--- begin ---

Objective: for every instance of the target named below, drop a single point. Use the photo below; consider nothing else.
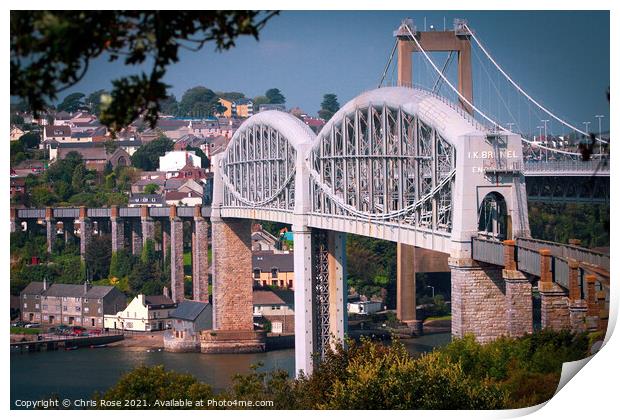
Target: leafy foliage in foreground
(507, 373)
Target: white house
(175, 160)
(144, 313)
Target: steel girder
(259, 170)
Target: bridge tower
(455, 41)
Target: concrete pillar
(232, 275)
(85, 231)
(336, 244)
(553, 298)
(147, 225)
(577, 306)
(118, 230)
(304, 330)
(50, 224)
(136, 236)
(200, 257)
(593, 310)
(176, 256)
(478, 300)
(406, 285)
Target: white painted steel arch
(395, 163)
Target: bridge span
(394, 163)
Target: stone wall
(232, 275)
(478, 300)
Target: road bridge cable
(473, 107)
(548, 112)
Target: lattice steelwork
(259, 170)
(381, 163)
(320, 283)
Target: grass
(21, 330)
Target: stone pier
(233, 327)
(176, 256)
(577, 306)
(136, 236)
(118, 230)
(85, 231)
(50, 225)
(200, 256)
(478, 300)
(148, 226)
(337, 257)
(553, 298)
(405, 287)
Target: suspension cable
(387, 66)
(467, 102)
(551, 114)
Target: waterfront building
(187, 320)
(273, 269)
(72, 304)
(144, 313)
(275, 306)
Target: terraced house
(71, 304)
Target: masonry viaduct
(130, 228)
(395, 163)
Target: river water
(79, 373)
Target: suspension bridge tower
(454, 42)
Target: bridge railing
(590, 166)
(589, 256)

--- end ---
--- begin ---

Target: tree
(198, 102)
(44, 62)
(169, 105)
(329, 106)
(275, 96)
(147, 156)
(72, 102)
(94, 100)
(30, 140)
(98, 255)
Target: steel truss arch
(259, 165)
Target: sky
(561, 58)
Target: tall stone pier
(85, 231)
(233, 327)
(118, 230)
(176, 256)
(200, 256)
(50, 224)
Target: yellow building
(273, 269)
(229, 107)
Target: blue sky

--- end ---
--- begin ---

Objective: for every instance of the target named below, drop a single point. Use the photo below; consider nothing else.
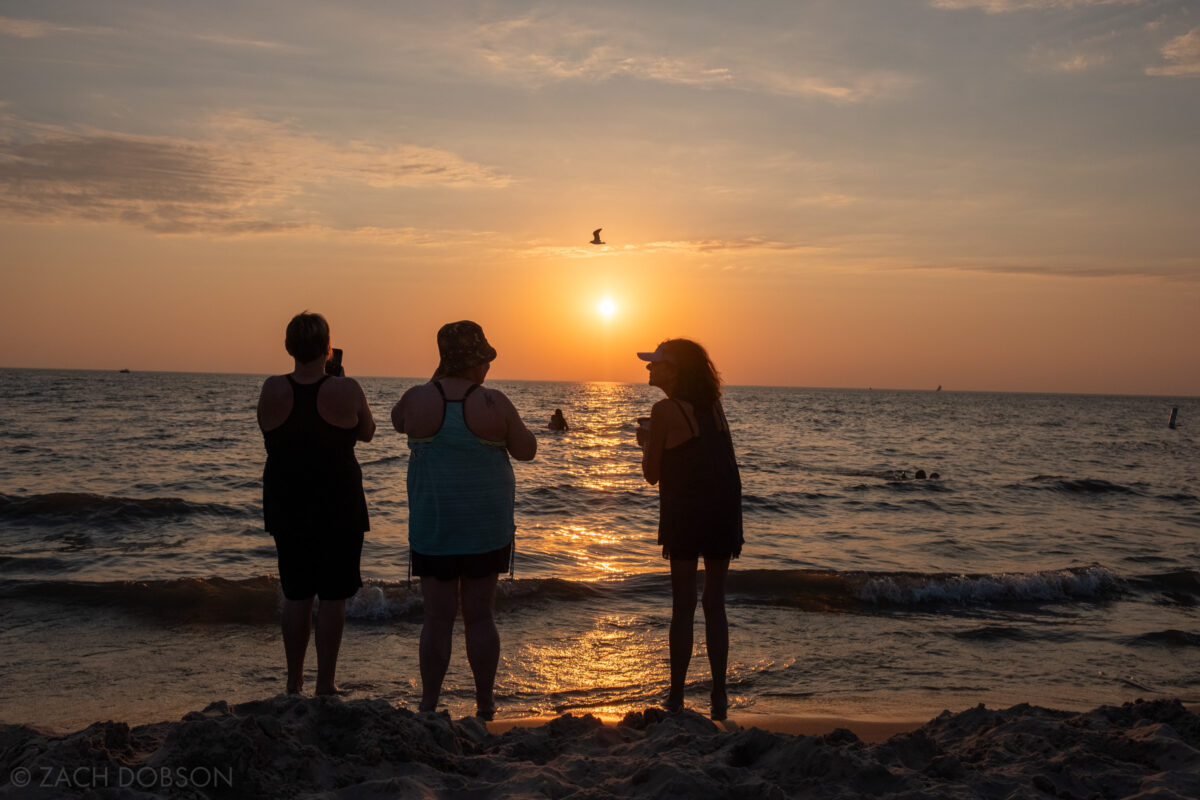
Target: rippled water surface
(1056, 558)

--- end ---

● **AIM**
Display each line of the material that contains the word "stone".

● **FULL RESPONSE**
Target: stone wall
Target: stone pier
Target: tall stone pier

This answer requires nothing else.